::: EXTRACT TO READ

Electron multiplication in nanovoids at the initial stage of nanosecond discharge in liquid water

TL;DR

This study uses Monte Carlo simulations to explore how electrons multiply inside nanovoids in liquid water during nanosecond discharges, revealing mechanisms that could explain energetic electron formation and luminous filament creation.

Contribution

It uncovers two distinct electron multiplication mechanisms inside nanovoids and identifies geometric conditions that favor charge amplification over thermalization.

Findings

Electrons can be accelerated inside nanovoids bouncing off interfaces.

Charge multiplication occurs along the nanovoid, not in bulk water.

Simulation results align with experimental observations of luminous filaments.

Abstract

The process of electron multiplication through the bouncing-like accelerated motion of electrons inside nanovoids formed owing to external electric fields in bulk liquid water is investigated using Monte Carlo simulations in Geant4-DNA. Our results show that the initial charge developed at the metal/liquid interface can be multiplied and expanded along the direction of the external electric field on a picosecond timescale, owing to collision-free interiors of the nanoruptures. Characteristic features of two different electron multiplication mechanisms are revealed and characterized. We find that electrons can be accelerated inside cylindrical nanoruptures while bouncing off the void/water interface. Simulations predict geometric conditions leading to charge multiplication along the void, rather than electron capture or thermalization in bulk liquid. Our results are consistent with the recent verification of the causal relation between electrostriction-induced perturbations in bulk liquid, and the subsequent formation of luminous filaments evidencing the presence of energetic electrons.

::::::
::: RECORDS

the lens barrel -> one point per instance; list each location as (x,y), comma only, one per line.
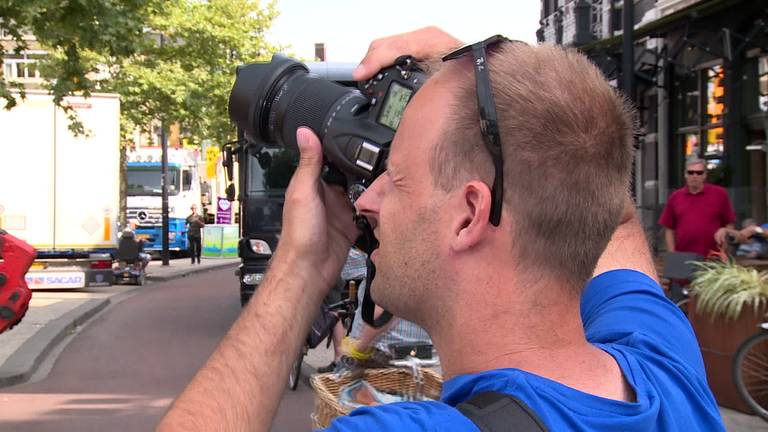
(269,101)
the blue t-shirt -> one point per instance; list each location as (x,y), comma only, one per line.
(626,314)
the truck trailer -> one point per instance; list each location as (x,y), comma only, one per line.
(60,192)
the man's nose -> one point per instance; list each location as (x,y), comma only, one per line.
(368,203)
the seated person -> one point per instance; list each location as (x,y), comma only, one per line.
(128,236)
(751,239)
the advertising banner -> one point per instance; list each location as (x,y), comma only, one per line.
(223,211)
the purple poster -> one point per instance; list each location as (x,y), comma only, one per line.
(223,211)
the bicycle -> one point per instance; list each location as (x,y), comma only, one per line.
(322,328)
(678,270)
(750,371)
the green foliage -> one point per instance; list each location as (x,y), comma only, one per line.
(78,34)
(184,72)
(724,289)
(114,46)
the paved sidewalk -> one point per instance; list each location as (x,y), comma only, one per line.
(55,314)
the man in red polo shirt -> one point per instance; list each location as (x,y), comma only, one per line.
(698,215)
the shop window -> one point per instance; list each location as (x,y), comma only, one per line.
(702,107)
(186,180)
(762,68)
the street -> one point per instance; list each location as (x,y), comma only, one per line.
(124,368)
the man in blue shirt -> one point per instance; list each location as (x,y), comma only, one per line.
(503,300)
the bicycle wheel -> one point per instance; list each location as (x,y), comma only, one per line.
(750,373)
(295,373)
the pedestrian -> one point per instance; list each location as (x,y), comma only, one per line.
(699,215)
(195,224)
(543,291)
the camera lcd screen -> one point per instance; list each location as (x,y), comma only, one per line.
(394,105)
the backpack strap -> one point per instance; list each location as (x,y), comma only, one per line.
(496,412)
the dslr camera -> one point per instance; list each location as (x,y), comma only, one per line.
(269,101)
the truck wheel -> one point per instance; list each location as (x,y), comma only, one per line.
(244,298)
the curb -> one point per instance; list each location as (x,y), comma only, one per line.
(18,368)
(22,364)
(188,272)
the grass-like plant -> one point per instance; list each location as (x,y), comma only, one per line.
(724,288)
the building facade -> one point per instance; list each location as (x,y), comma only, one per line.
(701,73)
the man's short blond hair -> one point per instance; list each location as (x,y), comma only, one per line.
(567,143)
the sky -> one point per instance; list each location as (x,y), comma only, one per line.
(347,26)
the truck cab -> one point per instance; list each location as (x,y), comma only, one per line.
(264,176)
(144,196)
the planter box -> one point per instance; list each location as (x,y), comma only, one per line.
(719,341)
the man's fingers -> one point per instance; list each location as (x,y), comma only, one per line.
(422,44)
(311,155)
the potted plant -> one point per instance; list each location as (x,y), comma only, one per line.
(728,302)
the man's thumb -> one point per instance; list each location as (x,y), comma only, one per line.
(310,151)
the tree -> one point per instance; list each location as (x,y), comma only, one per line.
(184,72)
(79,35)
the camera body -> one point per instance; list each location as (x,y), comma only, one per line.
(269,101)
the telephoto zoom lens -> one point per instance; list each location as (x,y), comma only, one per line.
(269,101)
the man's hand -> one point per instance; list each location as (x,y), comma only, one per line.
(318,220)
(720,236)
(421,44)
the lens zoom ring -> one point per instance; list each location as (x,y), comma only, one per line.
(310,106)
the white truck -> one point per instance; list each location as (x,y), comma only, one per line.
(59,192)
(144,192)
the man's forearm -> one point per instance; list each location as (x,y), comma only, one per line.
(239,387)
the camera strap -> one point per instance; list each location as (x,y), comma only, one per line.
(368,306)
(368,244)
(496,412)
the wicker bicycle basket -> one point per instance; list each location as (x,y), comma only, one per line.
(390,380)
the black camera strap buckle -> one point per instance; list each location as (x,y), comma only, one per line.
(369,244)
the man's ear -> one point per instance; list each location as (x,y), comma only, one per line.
(471,221)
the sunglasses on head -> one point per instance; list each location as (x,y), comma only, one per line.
(488,119)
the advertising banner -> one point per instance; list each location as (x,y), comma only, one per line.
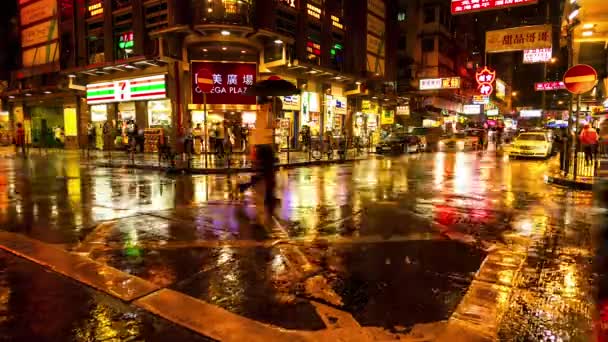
(519,38)
(36,11)
(468,6)
(230,82)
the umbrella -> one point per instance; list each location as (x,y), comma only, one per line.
(273,87)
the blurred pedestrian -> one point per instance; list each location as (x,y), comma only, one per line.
(589,139)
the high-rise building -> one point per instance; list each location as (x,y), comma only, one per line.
(87,62)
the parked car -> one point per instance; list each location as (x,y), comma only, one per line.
(458,142)
(399,143)
(429,137)
(532,144)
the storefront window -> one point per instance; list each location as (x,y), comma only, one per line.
(159,113)
(126,111)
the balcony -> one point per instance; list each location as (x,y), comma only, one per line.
(227,12)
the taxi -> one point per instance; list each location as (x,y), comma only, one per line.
(532,145)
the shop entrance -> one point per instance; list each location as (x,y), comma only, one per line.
(47,126)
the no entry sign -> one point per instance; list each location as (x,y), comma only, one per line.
(580,79)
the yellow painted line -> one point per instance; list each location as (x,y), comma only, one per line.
(210,320)
(587,78)
(102,277)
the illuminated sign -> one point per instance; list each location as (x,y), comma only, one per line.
(313,11)
(290,3)
(467,6)
(537,55)
(142,88)
(480,99)
(335,21)
(546,86)
(439,83)
(95,9)
(501,89)
(530,113)
(230,82)
(519,38)
(471,109)
(485,77)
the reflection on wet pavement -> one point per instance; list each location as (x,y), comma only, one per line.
(39,305)
(375,233)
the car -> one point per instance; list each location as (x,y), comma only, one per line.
(399,143)
(458,142)
(429,137)
(532,144)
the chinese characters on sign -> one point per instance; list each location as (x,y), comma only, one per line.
(545,86)
(485,77)
(229,82)
(466,6)
(480,99)
(439,83)
(519,38)
(537,55)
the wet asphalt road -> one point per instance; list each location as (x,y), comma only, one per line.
(370,238)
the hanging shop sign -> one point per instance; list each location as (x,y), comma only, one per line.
(485,77)
(537,55)
(134,89)
(230,82)
(37,11)
(481,99)
(340,105)
(95,8)
(519,38)
(468,6)
(291,102)
(501,89)
(471,109)
(388,117)
(403,110)
(530,113)
(547,86)
(439,83)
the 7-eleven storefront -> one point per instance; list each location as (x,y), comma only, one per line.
(142,99)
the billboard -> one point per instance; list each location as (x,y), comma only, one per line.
(468,6)
(519,38)
(537,55)
(439,83)
(230,82)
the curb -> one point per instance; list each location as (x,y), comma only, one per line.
(577,185)
(199,171)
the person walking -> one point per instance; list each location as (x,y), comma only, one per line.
(589,139)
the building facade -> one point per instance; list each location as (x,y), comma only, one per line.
(87,62)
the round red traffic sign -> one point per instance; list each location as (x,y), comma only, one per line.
(580,79)
(204,80)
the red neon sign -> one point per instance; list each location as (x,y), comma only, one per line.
(545,86)
(485,77)
(467,6)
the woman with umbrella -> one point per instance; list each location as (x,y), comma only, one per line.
(262,140)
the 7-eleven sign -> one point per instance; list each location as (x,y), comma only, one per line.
(142,88)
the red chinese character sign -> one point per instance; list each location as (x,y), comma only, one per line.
(467,6)
(485,77)
(580,79)
(224,83)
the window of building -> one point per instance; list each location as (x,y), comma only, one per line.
(428,44)
(428,13)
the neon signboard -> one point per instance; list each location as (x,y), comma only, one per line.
(485,77)
(468,6)
(547,86)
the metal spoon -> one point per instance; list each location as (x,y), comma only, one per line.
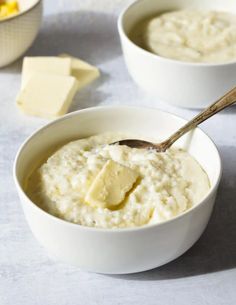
(228,99)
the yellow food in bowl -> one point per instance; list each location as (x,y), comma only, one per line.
(8,8)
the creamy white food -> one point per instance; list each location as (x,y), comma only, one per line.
(190,35)
(169,183)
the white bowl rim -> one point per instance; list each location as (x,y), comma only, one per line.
(31,7)
(111,230)
(154,56)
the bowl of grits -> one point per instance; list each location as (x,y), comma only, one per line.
(179,51)
(113,209)
(19,25)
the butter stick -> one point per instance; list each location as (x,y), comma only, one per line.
(82,71)
(44,64)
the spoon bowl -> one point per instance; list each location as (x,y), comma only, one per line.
(225,101)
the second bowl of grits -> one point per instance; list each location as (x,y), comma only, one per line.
(182,52)
(110,208)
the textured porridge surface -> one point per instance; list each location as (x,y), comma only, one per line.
(191,35)
(169,183)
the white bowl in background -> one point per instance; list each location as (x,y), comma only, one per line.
(117,251)
(184,84)
(18,32)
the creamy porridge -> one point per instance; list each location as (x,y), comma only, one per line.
(159,185)
(189,35)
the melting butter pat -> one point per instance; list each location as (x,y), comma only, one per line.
(47,95)
(82,71)
(111,185)
(47,65)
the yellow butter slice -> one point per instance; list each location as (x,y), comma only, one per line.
(44,64)
(111,185)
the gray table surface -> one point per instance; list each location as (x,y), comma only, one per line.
(206,274)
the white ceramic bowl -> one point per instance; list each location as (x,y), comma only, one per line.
(18,32)
(192,85)
(117,251)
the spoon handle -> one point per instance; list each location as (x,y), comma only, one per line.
(228,99)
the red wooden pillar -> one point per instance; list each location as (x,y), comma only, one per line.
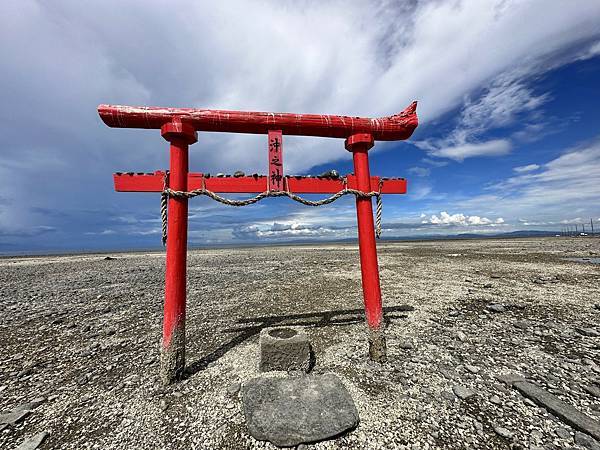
(359,145)
(172,361)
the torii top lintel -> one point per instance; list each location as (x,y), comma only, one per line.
(392,128)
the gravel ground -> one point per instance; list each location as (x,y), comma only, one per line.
(80,338)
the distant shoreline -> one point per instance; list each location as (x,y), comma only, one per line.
(70,252)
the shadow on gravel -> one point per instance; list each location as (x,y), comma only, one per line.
(316,320)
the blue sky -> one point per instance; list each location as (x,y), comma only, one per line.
(508,104)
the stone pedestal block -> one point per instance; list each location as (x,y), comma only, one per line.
(284,348)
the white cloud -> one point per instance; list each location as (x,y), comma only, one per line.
(506,99)
(420,171)
(556,191)
(460,219)
(494,147)
(434,162)
(527,168)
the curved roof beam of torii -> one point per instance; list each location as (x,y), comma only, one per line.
(392,128)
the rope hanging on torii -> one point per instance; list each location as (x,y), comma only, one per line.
(180,126)
(168,192)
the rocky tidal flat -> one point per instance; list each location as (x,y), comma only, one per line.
(491,344)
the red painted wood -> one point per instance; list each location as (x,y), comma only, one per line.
(153,182)
(397,127)
(359,146)
(275,160)
(180,136)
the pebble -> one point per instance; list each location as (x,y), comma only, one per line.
(448,396)
(462,392)
(592,390)
(406,345)
(586,441)
(33,442)
(521,324)
(563,433)
(496,308)
(495,400)
(472,369)
(234,388)
(589,332)
(503,432)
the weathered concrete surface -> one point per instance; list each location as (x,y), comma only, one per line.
(84,332)
(296,410)
(286,349)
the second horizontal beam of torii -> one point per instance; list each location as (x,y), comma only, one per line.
(155,182)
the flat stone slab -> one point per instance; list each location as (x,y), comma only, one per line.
(556,406)
(33,442)
(298,410)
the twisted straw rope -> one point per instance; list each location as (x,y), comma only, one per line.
(168,192)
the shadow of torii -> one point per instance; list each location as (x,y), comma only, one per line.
(313,319)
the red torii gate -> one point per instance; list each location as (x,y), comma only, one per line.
(179,127)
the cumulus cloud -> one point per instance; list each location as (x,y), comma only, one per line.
(325,57)
(460,219)
(294,230)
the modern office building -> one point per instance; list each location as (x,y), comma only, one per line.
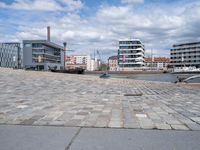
(42,54)
(81,61)
(130,54)
(10,55)
(185,54)
(113,63)
(157,63)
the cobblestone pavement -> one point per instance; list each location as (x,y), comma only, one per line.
(44,98)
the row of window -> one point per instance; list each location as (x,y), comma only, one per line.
(130,65)
(129,42)
(129,52)
(189,61)
(129,47)
(129,61)
(185,57)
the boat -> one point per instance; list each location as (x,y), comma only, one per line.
(104,75)
(71,71)
(186,70)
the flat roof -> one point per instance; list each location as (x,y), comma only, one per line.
(187,43)
(45,42)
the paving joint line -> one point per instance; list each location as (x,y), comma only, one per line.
(73,139)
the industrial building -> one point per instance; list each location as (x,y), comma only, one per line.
(113,63)
(185,54)
(130,54)
(42,54)
(10,55)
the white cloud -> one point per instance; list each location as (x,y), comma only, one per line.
(44,5)
(132,1)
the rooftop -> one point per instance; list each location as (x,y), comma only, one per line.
(45,42)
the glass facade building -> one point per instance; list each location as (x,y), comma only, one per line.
(10,55)
(131,53)
(42,54)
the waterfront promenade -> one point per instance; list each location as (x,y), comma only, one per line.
(52,99)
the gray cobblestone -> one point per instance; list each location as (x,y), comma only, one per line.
(44,98)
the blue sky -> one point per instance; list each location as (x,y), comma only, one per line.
(89,25)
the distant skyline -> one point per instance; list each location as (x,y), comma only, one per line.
(88,25)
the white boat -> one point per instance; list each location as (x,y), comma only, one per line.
(186,70)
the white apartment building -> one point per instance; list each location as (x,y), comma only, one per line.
(130,54)
(185,54)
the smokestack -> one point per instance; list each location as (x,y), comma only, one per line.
(48,34)
(65,46)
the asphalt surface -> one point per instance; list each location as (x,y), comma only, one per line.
(15,137)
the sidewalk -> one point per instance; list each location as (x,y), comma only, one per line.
(17,137)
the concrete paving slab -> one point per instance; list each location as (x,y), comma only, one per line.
(134,139)
(35,137)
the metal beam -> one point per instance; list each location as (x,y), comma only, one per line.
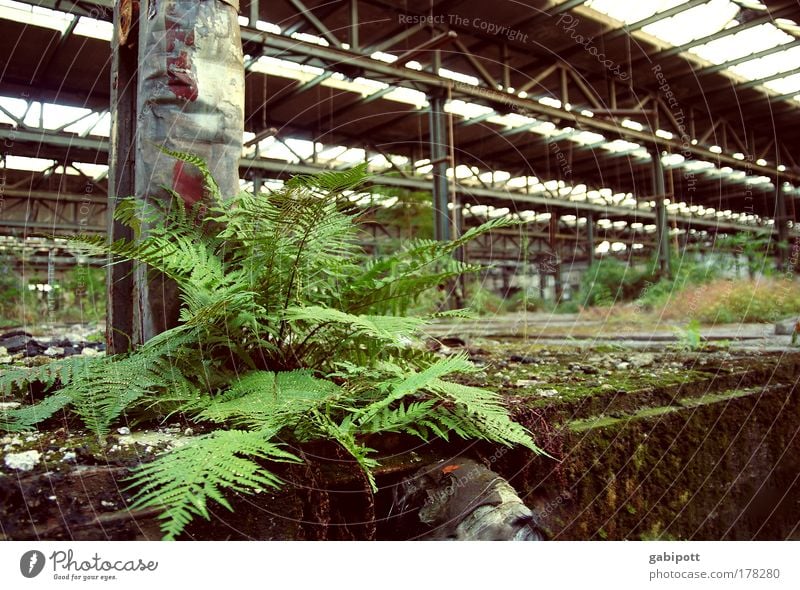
(315,22)
(410,78)
(769,17)
(735,62)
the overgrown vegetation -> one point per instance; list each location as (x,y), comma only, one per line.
(77,296)
(288,334)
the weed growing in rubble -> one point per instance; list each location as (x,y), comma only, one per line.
(288,333)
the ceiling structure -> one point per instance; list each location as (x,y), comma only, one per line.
(554,109)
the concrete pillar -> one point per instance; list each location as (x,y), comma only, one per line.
(662,227)
(439,159)
(558,289)
(188,96)
(782,226)
(121,162)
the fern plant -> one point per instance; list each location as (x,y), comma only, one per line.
(288,333)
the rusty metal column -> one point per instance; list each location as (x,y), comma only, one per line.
(439,160)
(662,229)
(782,225)
(558,287)
(190,99)
(124,68)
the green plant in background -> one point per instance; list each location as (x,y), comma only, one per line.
(755,247)
(288,334)
(689,337)
(10,290)
(86,286)
(410,215)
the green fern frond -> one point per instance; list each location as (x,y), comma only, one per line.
(208,180)
(263,399)
(183,480)
(331,181)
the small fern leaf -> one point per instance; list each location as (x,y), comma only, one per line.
(184,479)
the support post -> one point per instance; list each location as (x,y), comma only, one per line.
(182,88)
(590,237)
(254,13)
(558,289)
(124,68)
(355,44)
(662,228)
(782,225)
(439,158)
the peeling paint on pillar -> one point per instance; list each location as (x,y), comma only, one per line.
(190,99)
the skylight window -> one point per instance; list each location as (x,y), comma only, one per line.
(741,44)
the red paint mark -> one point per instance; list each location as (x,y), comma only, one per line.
(187,182)
(180,78)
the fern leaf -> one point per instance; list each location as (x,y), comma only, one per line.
(184,479)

::::::

EXERCISE:
In the summary of the nanovoid electron multiplication study, which software toolkit ran the Monte Carlo simulations?

TASK RESULT:
Geant4-DNA